*Written instruction:* Please rewrite every line of the records between the line containing "of the snow-covered" and the line containing "x=255, y=44", inclusive, and shift the answer coordinates by adding 53 to each x and y value. Leave all other text, including the sample coordinates, unchanged.

Object pointing dataset records
────────

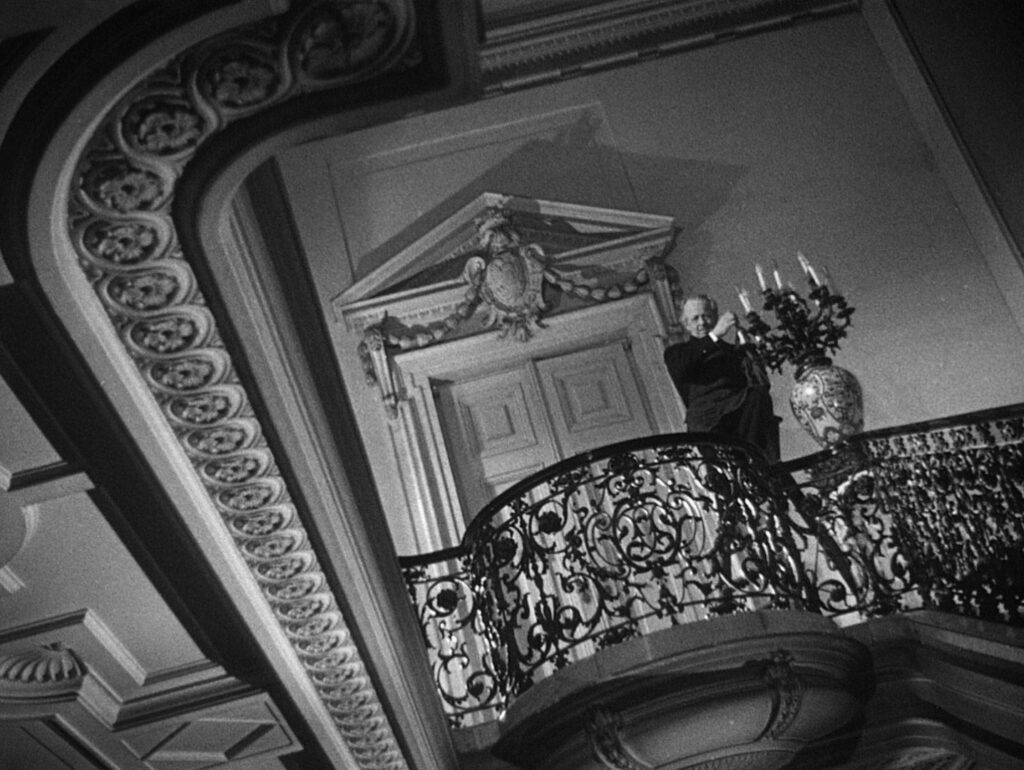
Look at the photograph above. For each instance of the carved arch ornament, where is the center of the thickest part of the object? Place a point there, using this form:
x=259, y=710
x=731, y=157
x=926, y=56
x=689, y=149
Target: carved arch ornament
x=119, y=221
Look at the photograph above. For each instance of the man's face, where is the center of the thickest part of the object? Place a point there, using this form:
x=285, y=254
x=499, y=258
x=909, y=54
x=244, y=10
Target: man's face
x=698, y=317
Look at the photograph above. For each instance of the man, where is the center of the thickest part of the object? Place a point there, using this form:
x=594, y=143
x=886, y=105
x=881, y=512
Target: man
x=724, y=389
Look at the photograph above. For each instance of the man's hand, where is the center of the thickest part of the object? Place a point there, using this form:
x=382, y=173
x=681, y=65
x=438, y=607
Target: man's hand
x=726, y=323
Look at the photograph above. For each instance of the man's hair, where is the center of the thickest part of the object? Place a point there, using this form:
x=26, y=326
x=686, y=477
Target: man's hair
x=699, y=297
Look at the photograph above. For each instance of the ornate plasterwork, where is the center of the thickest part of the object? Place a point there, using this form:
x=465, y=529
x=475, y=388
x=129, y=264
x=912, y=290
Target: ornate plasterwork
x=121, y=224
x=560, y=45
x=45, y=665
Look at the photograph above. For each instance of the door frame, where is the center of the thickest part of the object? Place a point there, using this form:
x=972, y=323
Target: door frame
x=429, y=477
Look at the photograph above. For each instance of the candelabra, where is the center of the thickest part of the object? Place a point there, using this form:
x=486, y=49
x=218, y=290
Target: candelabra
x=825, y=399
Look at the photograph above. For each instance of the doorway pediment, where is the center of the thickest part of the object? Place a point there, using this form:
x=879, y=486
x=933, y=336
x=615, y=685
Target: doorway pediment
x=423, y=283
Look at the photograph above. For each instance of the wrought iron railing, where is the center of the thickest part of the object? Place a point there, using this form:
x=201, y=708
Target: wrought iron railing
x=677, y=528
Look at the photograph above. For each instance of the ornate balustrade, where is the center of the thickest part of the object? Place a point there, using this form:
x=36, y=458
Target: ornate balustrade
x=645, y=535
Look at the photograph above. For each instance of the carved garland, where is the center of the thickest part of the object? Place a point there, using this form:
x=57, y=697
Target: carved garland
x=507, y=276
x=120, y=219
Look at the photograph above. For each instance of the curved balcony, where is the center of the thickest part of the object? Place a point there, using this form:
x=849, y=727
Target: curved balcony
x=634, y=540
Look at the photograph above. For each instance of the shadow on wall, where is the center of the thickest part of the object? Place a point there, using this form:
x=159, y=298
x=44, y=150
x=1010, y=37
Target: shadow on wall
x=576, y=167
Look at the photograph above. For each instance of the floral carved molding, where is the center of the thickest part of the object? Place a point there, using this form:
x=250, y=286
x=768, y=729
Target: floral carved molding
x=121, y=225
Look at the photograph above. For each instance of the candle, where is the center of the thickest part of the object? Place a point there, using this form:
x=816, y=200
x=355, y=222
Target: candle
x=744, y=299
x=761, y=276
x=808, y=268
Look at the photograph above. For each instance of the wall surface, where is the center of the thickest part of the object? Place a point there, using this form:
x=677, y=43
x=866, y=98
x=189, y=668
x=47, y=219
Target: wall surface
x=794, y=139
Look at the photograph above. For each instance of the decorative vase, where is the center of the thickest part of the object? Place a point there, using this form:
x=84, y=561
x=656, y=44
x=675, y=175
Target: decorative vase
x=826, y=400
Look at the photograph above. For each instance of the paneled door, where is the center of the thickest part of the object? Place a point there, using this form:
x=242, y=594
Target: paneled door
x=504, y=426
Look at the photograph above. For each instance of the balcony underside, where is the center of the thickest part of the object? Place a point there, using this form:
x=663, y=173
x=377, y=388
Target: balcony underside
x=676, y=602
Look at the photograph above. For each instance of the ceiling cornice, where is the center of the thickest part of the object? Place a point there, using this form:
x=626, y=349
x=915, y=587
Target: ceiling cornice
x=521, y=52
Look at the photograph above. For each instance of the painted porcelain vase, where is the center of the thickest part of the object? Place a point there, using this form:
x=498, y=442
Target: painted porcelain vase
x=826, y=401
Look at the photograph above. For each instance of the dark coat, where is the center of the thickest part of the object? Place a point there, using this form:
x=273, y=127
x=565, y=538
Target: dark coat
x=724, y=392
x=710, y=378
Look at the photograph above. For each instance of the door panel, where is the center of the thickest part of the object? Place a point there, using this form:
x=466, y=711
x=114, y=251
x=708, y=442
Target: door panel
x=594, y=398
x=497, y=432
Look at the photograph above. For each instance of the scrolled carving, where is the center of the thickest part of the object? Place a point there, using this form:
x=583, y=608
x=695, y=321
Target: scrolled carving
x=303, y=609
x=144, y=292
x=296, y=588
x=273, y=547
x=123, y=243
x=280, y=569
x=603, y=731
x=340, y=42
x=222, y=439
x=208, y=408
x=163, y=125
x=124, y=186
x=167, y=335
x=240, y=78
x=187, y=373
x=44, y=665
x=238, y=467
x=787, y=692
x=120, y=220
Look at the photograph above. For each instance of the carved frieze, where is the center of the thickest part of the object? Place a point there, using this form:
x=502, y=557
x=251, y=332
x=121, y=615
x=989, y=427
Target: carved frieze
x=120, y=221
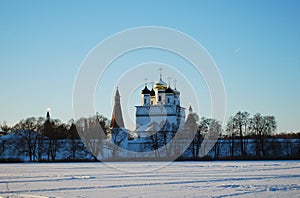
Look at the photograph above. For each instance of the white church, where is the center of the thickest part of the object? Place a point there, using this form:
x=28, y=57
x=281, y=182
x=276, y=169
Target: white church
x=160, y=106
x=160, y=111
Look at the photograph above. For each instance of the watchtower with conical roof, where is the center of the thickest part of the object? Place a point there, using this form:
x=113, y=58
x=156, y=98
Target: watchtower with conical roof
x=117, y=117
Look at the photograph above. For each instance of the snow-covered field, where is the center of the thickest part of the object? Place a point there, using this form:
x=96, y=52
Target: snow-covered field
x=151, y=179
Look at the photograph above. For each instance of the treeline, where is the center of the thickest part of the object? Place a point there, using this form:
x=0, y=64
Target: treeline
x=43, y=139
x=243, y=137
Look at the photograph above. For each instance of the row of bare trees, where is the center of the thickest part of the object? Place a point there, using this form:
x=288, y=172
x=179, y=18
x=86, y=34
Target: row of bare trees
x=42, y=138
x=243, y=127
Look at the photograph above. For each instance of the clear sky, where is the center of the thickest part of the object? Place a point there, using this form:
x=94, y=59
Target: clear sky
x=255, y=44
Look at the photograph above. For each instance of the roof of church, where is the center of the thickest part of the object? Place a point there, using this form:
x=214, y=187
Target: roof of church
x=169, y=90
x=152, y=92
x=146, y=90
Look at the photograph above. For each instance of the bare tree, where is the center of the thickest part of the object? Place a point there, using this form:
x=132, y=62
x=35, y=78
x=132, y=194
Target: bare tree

────────

*The reply:*
Look at the photograph above. For each instance of the snow-covered field, where is the center of the thickest part of the object? Place a point there, using this form:
x=96, y=52
Target: snow-covered field
x=204, y=232
Look at the photograph above. For each instance of the treeline, where is the center of the thickest part of the object? Place a point there, using this form:
x=0, y=64
Target: treeline
x=96, y=192
x=296, y=190
Look at the photograph above. For each instance of the row of bare trees, where is the center of the thickest part of the object? Place a point there, using this form:
x=288, y=172
x=179, y=18
x=86, y=34
Target: row of bare trees
x=95, y=191
x=296, y=180
Look at the photograph above. For each instance of the clear sky, where is the center of the thickest part of the object? Place a point there, using this form:
x=94, y=59
Target: clear sky
x=308, y=97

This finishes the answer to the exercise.